Retype without alteration the portion of the records that opens with the line containing "Step one of the annotation pipeline: locate the pink" and closes with the line containing "0 120 78 179", including both of those lines.

(Region labeling records)

** BEGIN **

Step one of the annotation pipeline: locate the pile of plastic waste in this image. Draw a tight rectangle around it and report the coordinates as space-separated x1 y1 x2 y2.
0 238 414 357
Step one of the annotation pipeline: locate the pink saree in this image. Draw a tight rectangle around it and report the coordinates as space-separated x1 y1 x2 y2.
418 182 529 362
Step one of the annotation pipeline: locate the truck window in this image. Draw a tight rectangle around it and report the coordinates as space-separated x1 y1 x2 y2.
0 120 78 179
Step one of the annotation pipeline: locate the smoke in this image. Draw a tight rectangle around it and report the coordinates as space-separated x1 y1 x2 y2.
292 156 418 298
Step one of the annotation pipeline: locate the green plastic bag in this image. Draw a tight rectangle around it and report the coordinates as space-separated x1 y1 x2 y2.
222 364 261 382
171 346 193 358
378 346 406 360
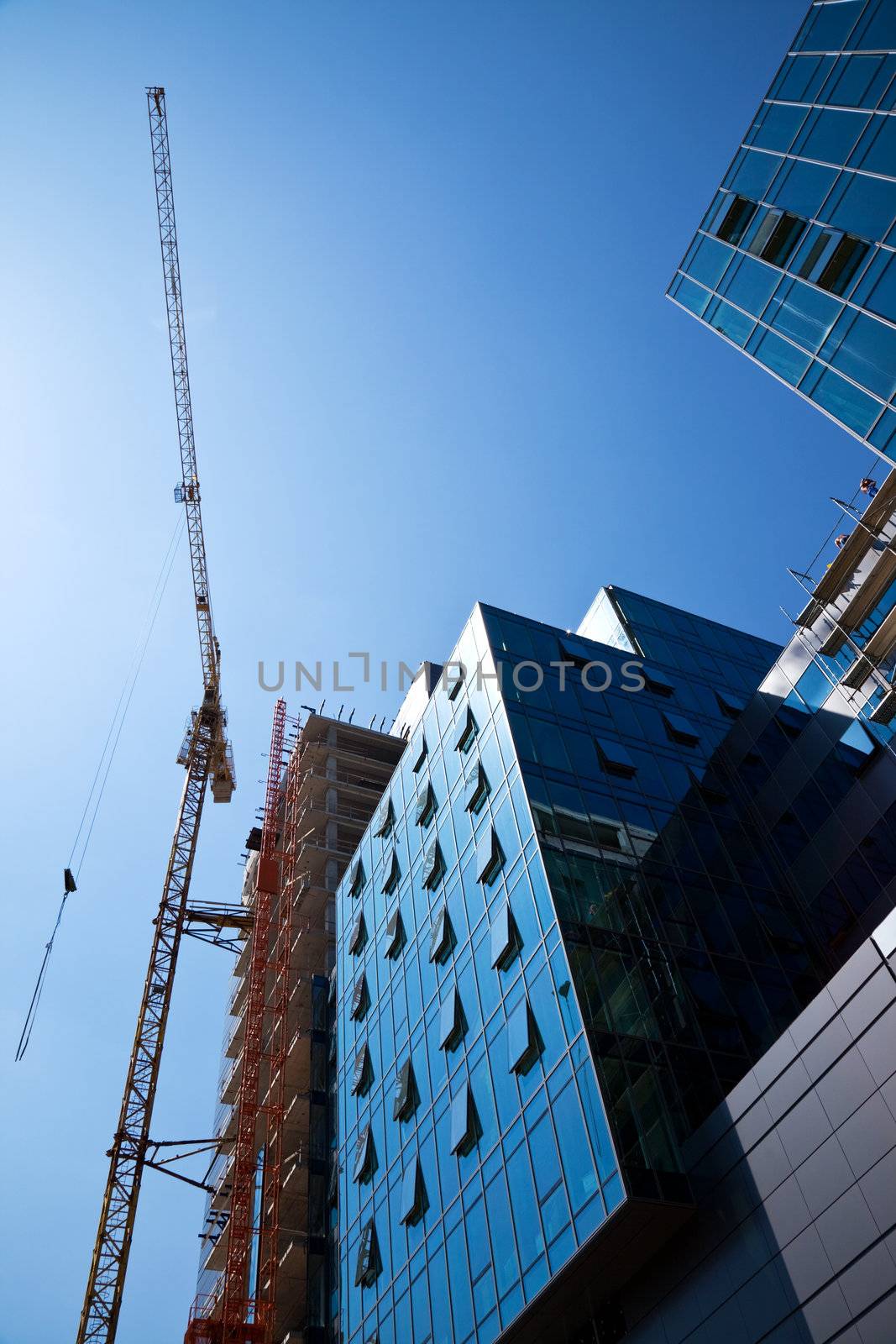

** END **

» Task response:
Step one of the annotation pipeline: locate the pink saree in this image. Draw a tight rectangle around it and report the coordinates as space-separated x1 y1 x2 y2.
418 182 529 362
Step one of the annotation pipeline: locate the truck window in this image. Draw a tight rectangle around it and report the coordinates as space-separated x1 y1 x2 y2.
0 120 78 179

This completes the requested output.